> [EXERCISE GOAL] Collect every line in the data below that contains the string "window". Treat uppercase and lowercase as different.
┌────────
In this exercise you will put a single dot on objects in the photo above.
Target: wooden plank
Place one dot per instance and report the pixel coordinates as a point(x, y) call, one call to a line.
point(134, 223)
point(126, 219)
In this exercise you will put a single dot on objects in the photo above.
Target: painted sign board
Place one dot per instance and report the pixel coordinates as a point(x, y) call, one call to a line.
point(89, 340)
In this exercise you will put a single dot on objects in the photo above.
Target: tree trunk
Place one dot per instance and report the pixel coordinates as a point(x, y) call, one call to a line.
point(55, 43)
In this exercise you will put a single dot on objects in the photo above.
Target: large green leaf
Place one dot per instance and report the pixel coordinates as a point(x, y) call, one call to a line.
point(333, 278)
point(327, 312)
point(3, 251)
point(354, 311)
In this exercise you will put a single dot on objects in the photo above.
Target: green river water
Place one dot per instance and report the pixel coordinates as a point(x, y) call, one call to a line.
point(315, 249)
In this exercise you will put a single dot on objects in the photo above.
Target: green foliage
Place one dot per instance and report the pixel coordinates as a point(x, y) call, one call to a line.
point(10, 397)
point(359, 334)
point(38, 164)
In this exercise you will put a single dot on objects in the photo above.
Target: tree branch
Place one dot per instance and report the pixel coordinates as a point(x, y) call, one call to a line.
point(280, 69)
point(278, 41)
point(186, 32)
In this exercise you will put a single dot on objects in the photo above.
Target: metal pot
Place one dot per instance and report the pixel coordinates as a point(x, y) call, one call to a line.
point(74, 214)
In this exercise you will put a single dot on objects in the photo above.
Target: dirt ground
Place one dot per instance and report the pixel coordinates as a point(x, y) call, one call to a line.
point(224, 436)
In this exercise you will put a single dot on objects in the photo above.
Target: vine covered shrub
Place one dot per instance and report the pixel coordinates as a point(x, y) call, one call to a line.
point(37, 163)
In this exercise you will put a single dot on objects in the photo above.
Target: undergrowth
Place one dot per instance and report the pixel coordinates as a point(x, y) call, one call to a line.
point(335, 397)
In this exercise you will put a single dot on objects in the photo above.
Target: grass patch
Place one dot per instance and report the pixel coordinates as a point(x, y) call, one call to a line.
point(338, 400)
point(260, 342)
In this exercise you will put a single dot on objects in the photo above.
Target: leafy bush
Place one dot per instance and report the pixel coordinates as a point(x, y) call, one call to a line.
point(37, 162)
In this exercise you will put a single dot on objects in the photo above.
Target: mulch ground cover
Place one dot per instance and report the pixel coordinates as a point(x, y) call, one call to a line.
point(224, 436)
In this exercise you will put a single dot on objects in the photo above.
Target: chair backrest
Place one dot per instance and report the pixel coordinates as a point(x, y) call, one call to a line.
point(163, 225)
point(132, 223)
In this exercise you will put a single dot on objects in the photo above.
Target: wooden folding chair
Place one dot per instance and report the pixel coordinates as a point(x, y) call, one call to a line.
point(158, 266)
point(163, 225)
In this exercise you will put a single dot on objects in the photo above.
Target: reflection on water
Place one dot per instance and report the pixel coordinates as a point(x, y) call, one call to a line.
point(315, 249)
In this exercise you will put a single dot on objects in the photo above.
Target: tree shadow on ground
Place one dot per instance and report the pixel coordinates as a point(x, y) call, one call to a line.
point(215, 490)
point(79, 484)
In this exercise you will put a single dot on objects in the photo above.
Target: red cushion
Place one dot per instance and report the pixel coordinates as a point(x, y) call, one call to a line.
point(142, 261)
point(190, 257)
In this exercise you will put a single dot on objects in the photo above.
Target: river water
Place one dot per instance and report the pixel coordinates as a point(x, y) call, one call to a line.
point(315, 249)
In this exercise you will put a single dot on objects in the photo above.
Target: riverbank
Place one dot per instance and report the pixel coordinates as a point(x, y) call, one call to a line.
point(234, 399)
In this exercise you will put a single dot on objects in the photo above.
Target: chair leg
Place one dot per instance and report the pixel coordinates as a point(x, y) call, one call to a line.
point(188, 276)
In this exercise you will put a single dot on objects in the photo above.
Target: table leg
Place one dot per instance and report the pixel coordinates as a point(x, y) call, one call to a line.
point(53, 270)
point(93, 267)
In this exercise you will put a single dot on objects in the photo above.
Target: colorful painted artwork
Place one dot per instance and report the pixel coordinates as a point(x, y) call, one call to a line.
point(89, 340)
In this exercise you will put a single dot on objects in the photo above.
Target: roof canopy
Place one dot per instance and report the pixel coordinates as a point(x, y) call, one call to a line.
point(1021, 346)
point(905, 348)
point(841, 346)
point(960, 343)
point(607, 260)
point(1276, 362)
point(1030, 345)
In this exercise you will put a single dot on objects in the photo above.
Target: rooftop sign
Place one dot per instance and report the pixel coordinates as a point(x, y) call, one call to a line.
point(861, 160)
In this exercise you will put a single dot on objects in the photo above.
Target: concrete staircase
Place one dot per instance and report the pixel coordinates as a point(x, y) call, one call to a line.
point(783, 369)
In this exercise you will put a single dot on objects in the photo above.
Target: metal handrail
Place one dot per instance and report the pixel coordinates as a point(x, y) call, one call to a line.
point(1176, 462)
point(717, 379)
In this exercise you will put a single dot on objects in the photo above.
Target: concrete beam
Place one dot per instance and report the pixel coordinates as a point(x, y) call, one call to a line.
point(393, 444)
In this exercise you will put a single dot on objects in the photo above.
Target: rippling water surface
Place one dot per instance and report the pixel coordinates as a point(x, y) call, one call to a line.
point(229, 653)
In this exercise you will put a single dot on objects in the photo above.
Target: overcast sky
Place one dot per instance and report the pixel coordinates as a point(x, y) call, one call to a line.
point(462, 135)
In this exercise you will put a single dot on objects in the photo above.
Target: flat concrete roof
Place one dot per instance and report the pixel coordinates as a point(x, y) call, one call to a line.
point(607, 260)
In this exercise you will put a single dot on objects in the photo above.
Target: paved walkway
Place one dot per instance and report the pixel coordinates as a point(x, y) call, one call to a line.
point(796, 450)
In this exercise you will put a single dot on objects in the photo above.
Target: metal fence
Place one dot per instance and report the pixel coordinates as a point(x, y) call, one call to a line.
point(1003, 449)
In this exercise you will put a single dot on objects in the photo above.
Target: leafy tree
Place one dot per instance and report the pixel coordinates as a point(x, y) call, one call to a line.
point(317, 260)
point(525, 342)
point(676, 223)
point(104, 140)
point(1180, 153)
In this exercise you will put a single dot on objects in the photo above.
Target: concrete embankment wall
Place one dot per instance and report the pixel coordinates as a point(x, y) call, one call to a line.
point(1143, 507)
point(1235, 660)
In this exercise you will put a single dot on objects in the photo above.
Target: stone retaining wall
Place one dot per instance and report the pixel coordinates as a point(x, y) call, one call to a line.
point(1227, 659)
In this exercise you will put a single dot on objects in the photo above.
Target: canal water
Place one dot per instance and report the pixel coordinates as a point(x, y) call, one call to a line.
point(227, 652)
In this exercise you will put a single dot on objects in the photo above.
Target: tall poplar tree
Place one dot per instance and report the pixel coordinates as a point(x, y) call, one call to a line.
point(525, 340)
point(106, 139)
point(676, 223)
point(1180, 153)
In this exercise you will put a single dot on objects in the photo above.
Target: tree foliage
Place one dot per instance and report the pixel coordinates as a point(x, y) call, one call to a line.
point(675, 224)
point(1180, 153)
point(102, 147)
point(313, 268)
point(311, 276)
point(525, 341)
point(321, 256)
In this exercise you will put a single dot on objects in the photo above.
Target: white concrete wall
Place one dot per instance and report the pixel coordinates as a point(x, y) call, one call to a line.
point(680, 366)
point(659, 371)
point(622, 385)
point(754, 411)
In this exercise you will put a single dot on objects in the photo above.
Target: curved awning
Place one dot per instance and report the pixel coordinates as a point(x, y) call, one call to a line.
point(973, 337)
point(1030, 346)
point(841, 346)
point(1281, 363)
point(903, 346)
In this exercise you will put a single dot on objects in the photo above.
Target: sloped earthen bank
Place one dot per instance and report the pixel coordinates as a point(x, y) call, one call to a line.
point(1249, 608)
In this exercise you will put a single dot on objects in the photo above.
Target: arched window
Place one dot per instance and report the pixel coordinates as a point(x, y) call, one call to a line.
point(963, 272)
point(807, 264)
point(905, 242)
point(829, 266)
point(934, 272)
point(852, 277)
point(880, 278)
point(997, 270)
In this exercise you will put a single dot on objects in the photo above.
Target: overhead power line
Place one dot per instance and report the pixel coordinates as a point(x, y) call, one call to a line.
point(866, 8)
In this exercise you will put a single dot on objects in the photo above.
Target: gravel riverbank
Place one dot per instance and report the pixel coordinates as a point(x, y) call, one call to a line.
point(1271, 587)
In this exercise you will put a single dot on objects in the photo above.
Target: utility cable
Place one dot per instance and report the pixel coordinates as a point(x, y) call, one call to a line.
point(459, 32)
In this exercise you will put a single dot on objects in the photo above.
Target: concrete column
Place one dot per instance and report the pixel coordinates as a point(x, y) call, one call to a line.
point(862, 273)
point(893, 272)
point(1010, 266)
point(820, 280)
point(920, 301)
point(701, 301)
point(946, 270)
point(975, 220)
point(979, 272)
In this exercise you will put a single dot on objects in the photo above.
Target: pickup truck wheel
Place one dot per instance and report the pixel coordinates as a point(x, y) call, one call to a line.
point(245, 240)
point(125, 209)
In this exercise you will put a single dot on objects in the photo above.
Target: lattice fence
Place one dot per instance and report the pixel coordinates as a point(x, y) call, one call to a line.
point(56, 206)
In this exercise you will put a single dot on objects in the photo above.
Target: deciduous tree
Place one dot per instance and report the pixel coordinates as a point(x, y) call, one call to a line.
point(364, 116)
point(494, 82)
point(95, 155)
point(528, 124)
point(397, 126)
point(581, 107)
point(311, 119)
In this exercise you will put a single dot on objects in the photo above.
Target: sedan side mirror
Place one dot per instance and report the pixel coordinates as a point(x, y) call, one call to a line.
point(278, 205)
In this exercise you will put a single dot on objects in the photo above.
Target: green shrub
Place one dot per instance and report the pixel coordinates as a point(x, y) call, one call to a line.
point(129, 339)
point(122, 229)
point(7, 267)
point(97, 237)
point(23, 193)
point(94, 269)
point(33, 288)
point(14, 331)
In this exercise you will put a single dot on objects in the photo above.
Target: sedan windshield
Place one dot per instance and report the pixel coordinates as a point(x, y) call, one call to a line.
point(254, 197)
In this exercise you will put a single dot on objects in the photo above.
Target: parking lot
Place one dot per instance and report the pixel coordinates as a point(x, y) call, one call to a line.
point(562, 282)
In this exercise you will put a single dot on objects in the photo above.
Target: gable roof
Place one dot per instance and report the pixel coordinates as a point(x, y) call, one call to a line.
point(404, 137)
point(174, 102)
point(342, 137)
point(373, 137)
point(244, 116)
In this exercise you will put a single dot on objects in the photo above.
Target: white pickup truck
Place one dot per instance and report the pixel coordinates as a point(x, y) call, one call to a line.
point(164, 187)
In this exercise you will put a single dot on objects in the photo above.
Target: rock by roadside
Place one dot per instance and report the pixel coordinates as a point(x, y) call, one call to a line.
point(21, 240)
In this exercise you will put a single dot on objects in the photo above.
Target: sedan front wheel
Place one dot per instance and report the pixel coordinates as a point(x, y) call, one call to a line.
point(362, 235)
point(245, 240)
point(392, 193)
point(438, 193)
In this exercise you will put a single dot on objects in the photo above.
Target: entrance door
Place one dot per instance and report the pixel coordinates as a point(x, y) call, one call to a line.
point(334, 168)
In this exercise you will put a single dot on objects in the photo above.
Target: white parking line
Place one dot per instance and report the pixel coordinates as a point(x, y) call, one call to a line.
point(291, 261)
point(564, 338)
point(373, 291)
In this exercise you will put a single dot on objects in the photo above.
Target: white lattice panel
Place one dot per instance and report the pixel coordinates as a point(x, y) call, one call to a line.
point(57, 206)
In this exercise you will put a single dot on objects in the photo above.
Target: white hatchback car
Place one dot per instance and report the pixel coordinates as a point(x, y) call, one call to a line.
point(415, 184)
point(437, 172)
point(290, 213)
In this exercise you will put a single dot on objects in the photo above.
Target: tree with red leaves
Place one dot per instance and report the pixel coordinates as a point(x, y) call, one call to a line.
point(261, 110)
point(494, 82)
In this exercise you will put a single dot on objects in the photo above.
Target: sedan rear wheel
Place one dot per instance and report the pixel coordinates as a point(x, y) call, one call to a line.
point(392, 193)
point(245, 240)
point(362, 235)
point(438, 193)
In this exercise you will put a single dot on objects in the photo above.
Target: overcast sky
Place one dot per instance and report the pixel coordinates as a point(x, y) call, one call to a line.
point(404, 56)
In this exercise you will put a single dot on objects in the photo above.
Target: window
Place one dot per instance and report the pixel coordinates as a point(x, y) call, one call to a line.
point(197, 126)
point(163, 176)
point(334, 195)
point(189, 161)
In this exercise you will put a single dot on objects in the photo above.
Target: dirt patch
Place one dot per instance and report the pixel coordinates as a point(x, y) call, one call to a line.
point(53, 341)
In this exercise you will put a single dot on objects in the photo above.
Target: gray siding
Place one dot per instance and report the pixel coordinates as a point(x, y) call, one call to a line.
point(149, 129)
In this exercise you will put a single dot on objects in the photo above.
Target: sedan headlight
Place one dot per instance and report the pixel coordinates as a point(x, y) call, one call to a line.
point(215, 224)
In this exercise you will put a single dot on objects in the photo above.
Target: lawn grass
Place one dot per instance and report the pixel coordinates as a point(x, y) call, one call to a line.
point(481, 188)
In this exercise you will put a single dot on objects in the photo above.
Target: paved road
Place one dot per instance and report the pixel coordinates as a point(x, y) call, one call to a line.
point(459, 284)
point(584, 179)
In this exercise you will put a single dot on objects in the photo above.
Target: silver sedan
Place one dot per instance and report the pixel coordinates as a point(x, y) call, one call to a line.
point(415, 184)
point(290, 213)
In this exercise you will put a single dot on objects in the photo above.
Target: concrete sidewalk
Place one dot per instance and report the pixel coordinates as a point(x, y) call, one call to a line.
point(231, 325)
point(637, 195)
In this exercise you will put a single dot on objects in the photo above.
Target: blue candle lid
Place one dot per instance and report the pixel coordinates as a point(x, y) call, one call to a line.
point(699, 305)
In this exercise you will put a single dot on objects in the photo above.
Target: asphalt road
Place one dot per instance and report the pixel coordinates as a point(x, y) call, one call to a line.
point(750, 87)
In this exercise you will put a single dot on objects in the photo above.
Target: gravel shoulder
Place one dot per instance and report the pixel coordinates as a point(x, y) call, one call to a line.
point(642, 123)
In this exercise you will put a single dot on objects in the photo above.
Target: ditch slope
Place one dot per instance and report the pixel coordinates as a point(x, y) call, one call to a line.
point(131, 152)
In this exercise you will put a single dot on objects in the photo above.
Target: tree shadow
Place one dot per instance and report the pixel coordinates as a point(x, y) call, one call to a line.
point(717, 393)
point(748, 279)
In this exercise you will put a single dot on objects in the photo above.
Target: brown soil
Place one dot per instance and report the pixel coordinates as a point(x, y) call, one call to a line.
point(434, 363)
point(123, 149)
└────────
> [EXERCISE RESPONSE]
Target: arched window
Target: window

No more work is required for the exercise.